= Text to read =
· · · ·

Merge pull request #124 from UCL-CCS/utils_tests

updates to symmer utils and tests added. Not poetry version needed to be fixed to 1.4.0 in github workflow.

.github/workflows/pull_request.yaml

@@ -31,7 +31,8 @@ jobs:
  pip install .
  - name: Poetry install package
  run: |
- pip install poetry
+ # poetry 1.4.1 has problems with debugpy for some reason.
+ pip install poetry==1.4.0
  poetry install
  - name: Linting
  run: |

symmer/operators/independent_op.py

@@ -88,7 +88,9 @@ def symmetry_generators(cls,
  S_symp = cref_matrix[PwordOp.n_terms:,np.all(~cref_matrix[:PwordOp.n_terms], axis=0)].T
  S = cls(S_symp, np.ones(S_symp.shape[0]))
  if S.n_terms==0:
- raise RuntimeError('The input PauliwordOp has no Z2 symmetries.')
+ warnings.warn('The input PauliwordOp has no Z2 symmetries.')
+ return S
+ # raise RuntimeError('The input PauliwordOp has no Z2 symmetries.')
  if np.all(S.adjacency_matrix) or commuting_override:
  return S
  else:

symmer/utils.py

@@ -1,7 +1,7 @@
 from symmer.operators import PauliwordOp, QuantumState
 import numpy as np
 import scipy as sp
-from typing import Union, List, Tuple
+from typing import List, Tuple, Union
 from functools import reduce
 import py3Dmol
 
@@ -48,51 +48,80 @@ def exact_gs_energy(
  )

· · · ·

= Entries supplied =
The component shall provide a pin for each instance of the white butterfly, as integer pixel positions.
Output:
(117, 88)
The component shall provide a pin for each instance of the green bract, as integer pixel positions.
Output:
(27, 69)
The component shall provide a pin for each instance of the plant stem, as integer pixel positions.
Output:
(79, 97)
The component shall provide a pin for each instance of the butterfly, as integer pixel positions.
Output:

· · · ·

= Objectives =
1. Convert the records, from the line containing "stem, as integer pixel positions." through the end of the records, into a JSON list of strings with one string per line and blank lines omitted.
2. Pick up the commit diff for the symmer utilities update where it stops, and extend it.

= Answers by task =
1.
[
  "The component shall provide a pin for each instance of the plant stem, as integer pixel positions.",
  "Output:",
  "(79, 97)",
  "The component shall provide a pin for each instance of the butterfly, as integer pixel positions.",
  "Output:"
]

2.
  )
  expval_n_particle += Z_coeff * np.sum(sign * np.square(abs(psi.state_op.coeff_vec)))
- if round(expval_n_particle) == n_particles:
+ if np.round(expval_n_particle) == n_particles:
  return evl, QuantumState.from_array(evc.reshape([-1,1]))
  # if a solution is not found within the first n_eig eigenvalues then error
  raise RuntimeError('No eigenvector of the correct particle number was identified - try increasing n_eigs.')
 
 
-def random_anitcomm_2n_1_PauliwordOp(n_qubits, complex_coeff=True, apply_unitary=True):
+def random_anitcomm_2n_1_PauliwordOp(n_qubits, complex_coeff=False, apply_clifford=True):
  """ Generate a anticommuting PauliOperator of size 2n+1 on n qubits (max possible size)
  with normally distributed coefficients. Generates in structured way then uses Clifford rotation (default)
  to try and make more random (can stop this to allow FAST build, but inherenet structure
  will be present as operator is formed in specific way!)
  """
- base = 'X' * n_qubits
- I_term = 'I' * n_qubits
+ # base = 'X' * n_qubits
+ # I_term = 'I' * n_qubits
+ # P_list = [base]
+ # for i in range(n_qubits):
+ # # Z_term
+ # P_list.append(base[:i] + 'Z' + I_term[i + 1:])
+ # # Y_term
+ # P_list.append(base[:i] + 'Y' + I_term[i + 1:])
+ # coeff_vec = np.random.randn(len(P_list)).astype(complex)
+ # if complex_coeff:
+ # coeff_vec += 1j * np.random.randn((len(P_list)))
+ # P_anticomm = PauliwordOp.from_dictionary((dict(zip(P_list, coeff_vec))))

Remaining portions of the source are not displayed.